▶ WORKING DATA
========

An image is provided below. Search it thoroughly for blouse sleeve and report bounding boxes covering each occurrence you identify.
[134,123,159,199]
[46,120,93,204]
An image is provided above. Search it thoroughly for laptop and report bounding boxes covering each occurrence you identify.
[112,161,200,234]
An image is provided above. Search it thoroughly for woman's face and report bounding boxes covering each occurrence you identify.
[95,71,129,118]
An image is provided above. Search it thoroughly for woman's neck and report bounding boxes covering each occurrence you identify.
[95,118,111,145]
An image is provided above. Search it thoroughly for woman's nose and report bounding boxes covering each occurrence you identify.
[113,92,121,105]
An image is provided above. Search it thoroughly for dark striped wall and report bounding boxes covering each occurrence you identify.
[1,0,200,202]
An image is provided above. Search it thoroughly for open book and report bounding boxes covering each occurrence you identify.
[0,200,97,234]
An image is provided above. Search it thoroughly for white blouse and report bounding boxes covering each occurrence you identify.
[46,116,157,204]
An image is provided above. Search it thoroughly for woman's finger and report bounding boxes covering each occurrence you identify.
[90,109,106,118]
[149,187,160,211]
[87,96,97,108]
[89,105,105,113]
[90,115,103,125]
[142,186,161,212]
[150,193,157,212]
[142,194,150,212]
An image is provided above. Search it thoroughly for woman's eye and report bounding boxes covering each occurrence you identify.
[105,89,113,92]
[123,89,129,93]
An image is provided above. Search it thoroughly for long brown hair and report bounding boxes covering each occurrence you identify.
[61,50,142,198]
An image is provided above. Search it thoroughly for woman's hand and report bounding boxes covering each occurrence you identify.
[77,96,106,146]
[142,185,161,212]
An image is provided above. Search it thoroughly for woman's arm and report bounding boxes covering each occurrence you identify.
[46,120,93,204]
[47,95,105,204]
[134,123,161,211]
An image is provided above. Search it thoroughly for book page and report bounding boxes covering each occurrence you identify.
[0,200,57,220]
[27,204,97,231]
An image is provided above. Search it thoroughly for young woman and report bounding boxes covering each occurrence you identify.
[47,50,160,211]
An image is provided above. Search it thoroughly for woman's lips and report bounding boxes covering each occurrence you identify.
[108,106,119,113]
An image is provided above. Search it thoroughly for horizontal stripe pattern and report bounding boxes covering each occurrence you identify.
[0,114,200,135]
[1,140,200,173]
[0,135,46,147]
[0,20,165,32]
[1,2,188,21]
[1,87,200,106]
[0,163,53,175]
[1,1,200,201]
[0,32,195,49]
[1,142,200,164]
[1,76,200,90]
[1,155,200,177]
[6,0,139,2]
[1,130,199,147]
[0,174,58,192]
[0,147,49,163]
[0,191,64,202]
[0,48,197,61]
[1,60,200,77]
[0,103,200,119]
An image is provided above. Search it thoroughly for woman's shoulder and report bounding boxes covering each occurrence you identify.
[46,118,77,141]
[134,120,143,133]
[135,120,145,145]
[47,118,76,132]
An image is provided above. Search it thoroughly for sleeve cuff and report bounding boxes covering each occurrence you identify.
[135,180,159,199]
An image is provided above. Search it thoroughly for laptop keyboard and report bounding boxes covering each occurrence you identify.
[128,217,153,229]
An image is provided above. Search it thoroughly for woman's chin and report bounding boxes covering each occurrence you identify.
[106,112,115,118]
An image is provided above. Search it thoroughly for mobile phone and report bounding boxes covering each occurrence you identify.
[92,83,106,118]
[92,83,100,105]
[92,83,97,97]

========

Your task is to output exactly the lines running from the one with "An image is provided above. Search it thoroughly for mobile" through the final line of the material above, with both ends included.

▶ RESULT
An image is provided above. Search it thoroughly for mobile phone and report bounding boxes covering each occurrence you identify.
[92,83,106,118]
[92,83,100,105]
[92,83,97,97]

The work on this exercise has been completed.